◆ **Stored data**:
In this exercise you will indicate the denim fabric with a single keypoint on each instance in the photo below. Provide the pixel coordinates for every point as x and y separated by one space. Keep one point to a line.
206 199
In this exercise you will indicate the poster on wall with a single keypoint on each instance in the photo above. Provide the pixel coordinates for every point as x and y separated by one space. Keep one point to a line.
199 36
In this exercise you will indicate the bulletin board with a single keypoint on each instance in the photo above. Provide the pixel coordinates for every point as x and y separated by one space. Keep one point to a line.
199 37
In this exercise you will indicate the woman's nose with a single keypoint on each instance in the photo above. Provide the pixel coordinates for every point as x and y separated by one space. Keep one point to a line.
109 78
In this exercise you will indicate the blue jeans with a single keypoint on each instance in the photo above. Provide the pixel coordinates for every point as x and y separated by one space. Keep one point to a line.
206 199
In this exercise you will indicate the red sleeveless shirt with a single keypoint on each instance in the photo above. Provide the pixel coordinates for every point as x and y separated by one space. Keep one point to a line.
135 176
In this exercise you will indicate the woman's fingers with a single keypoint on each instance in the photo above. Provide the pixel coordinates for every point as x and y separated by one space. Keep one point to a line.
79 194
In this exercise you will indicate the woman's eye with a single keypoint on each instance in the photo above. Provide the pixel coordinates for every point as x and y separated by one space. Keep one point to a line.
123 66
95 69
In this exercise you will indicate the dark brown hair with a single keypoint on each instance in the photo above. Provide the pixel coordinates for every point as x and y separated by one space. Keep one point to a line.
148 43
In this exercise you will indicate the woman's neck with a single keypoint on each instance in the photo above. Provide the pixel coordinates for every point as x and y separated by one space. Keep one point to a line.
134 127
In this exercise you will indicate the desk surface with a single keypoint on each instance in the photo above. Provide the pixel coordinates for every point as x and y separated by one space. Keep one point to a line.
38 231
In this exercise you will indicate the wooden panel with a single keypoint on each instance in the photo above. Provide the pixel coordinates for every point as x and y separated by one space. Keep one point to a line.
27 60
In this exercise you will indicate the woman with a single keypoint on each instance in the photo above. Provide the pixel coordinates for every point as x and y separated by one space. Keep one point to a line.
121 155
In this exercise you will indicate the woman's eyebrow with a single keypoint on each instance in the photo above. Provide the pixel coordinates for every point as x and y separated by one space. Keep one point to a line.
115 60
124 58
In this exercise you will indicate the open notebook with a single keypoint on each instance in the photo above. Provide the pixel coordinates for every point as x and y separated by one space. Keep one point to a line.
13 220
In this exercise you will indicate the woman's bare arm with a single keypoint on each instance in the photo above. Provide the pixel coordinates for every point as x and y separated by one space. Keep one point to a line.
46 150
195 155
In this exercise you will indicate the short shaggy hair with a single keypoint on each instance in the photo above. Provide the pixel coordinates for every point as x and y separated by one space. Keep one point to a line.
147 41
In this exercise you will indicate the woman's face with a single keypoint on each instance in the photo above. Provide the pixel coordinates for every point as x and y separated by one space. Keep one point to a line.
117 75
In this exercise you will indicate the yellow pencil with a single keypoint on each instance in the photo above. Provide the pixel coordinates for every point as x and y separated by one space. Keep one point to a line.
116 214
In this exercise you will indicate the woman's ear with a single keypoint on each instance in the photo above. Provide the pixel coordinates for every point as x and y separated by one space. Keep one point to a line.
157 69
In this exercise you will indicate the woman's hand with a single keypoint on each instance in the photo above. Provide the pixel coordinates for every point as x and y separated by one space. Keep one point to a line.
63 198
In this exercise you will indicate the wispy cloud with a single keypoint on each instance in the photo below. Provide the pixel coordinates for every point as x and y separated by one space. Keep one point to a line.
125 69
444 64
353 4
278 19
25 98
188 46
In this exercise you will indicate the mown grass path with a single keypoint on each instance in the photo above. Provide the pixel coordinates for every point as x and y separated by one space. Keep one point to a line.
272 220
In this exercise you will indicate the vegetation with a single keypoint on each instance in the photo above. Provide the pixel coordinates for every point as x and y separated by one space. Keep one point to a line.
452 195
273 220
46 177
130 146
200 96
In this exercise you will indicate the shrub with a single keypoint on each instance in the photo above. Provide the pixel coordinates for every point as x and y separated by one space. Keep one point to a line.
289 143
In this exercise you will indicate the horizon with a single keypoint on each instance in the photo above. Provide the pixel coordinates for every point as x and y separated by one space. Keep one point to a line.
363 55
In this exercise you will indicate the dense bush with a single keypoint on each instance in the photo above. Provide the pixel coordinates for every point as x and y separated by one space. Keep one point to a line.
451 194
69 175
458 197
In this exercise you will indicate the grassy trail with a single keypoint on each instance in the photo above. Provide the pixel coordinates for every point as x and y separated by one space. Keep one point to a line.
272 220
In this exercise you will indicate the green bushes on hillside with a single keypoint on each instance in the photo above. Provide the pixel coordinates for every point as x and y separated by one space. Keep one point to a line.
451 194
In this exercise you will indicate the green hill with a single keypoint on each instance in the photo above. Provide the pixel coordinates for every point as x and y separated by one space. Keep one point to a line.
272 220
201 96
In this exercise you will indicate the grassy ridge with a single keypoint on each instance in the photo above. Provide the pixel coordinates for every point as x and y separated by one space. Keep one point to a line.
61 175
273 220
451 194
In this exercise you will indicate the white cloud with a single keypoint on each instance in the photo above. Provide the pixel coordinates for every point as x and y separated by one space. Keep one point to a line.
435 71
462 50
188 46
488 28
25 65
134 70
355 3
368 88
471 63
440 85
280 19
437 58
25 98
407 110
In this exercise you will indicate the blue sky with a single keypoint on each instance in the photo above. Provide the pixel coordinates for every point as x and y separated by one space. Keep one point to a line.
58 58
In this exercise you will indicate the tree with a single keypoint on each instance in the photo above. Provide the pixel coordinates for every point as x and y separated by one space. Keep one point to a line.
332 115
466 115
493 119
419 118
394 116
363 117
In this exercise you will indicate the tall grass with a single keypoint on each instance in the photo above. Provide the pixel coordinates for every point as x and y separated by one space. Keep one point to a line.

◆ **Your goal**:
When you reach the end of the data, write every line out again verbatim.

◆ **Written solution**:
In this exercise you will indicate the denim fabric with a single keypoint on each instance in the photo below. Provide the pixel coordinates for every point as x and y separated by one space. Keep one point to a line.
206 199
In this exercise you will indicate the poster on wall with a single keypoint on each instance in the photo above. Provide the pixel coordinates for every point as x and y separated by one space. Keep one point to a line.
199 36
In this exercise you will indicate the bulletin board with a single keypoint on each instance in the photo above. Provide the pixel coordinates for every point as x and y separated by one space. Keep one point to a line.
199 37
In this exercise you will indicate the woman's nose with a single keypoint on each instance in the photo above. Provide the pixel coordinates for every point as x and y separated by one space. Keep one point to a line.
109 78
In this exercise you will indicate the blue jeans with a single keypoint on each instance in the photo above. Provide the pixel coordinates for every point as x and y separated by one space. Keep one point to a line.
206 199
In this exercise you will indicate the red sleeveless shirt with a single keypoint on each instance in the photo above. Provide the pixel coordinates for every point as x and y separated by one space. Keep one point to a line.
135 176
In this exercise you will indicate the woman's fingers with a single keypoint on each instance in the photo above. Provide the pixel coordinates for every point as x and y separated by one space. Keep one point to a line.
79 194
In this exercise you will indicate the woman's eye with a single keypoint on each instance in the photo above. Provide the pixel coordinates for every point as x and y separated by one space. Keep one point to a line.
123 66
95 69
In this exercise you will indicate the dark brown hair with a single keypoint on each instance in the photo above. Provide the pixel coordinates for every point as x and y separated by one space. Keep one point to a line.
148 43
In this exercise you will indicate the woman's neck with a single keypoint on each instance in the photo above. Provide the pixel coordinates for every point as x and y separated by one space. Keep one point to a line.
134 127
In this exercise you will indicate the desk surface with a single keypoint on each instance in the photo above. Provide the pixel coordinates for every point as x and y separated by one space. Keep one point to a line.
38 231
In this exercise you will indicate the wooden panel with a single keypoint on each instance in the photo above. Provide the pixel coordinates for every point as x and y separated by one space. Keep one point to a line.
27 60
In this exercise you will indicate the woman with a single keypoint on each instance in the photo above. Provide the pixel coordinates for every point as x and y separated by one space. Keep one point to a line.
121 155
In this exercise you will indicate the woman's eyebrow with a single keypoint on each instance in the photo above. Provide the pixel coordinates for every point as x and y separated by one space. Keep one point to a line.
115 60
124 58
In this exercise you will indicate the open notebook with a single keypoint on each instance in the photo above. Provide the pixel coordinates for every point as x and y separated by one space. Keep one point to a line.
13 220
In this exercise you will indicate the woman's bare arm with a single keypoint on each instance in the photo above. Provide the pixel coordinates for every point as x and y separated by one space. Keep one point to a line.
46 150
195 155
In this exercise you will indicate the short shaggy hair with a single keypoint on each instance in the photo above. Provide the pixel coordinates for every point as x and y separated by one space. Keep one point to a line.
147 41
In this exercise you will indicate the woman's face with a single keypoint on each instance in the photo above. Provide the pixel coordinates for every point as x and y separated by one space. Keep one point to a line.
117 75
In this exercise you will indicate the yellow pencil with a single keypoint on each instance in the photo above. Provide the pixel coordinates for every point as x and y separated by one space. Keep one point to a line.
116 214
In this exercise you will indicate the woman's ear with a single keypoint on each instance in the photo above. Provide the pixel coordinates for every point as x and y separated by one space. Keep one point to a line.
157 69
In this exercise you will indicate the woman's hand with a single keypoint on each instance in the photo above. Provide the pixel coordinates for every point as x and y separated by one space. Keep one point to a line.
63 198
In this exercise you will indicate the wispy cloud with a single keypoint on each instance in the photo below. Provide the pixel coordinates for every point as x and y separated by one space. Keep one point to a line.
125 69
444 64
353 4
278 19
25 98
188 46
In this exercise you will indicate the mown grass path with a single keypoint on each instance in the photo above. Provide the pixel coordinates for every point as x and y separated by one space. Keep one point to a line.
272 220
In this exercise you will indicate the vegetation with a single keypoint on each instance in the photo above. Provide the pixel coordinates for every point as x and y separated by one space. Keep one point to a line.
452 195
273 220
46 177
130 146
200 96
In this exercise you will indicate the shrub with a single keypoint on each instance in the photo above. Provide the pixel coordinates for every point as x and y separated by one space. Keep one point to a line.
289 143
In this exercise you will indicate the horizon with a single keypoint on each instance in the photo above. Provide the pixel coordinates for every point as x and y separated by one space. Keep one point to a line.
363 55
In this exercise you will indicate the dense bush with a single keypoint on each instance in the photo above. Provide the pixel coordinates for every point as x and y separated by one space. Keep one point to a line.
451 194
69 175
458 197
In this exercise you will indicate the grassy trail with a single keypoint on each instance in the photo above. Provide the pixel coordinates for every point as x and y separated by one space. Keep one point to a line.
272 220
In this exercise you will indicate the green bushes on hillside with a single keypoint on each instance in the photo above. Provide the pixel coordinates for every point as x and y separated by one space. Keep one point to a line.
451 194
In this exercise you will indicate the green hill with a single keypoint on each instance in the photo above. Provide the pixel coordinates for every point as x and y separated by one space. Keep one point to a line.
272 220
201 96
In this exercise you will indicate the grassy ridge with a single keypoint on each instance in the photo above. Provide the pixel coordinates for every point as x and y separated by one space. Keep one point to a line.
61 175
273 220
451 194
In this exercise you will indicate the white cloud with a single keypoint on each instance in the photo above. Provide the pixel coordinates for every point as x and y separated by one space. Keep one point to a line.
435 71
462 50
188 46
488 28
25 65
134 70
355 3
368 88
471 63
440 85
280 19
437 58
25 98
407 110
In this exercise you will indicate the blue sky with a single keypoint on each instance in the photo above. Provide the pixel coordinates for every point as x and y separated by one space. Keep one point to a line.
58 58
In this exercise you will indicate the tree with a single keypoint on each instance in the photo above. Provide the pixel coordinates for every point as x and y separated by one space. Keep one point to a line.
332 115
466 115
493 119
419 118
394 116
363 117
In this exercise you will indicate the tall grass with a single keypoint on each instance in the photo above. Provide the pixel coordinates for every point as x and y separated by one space. Keep one point to a line.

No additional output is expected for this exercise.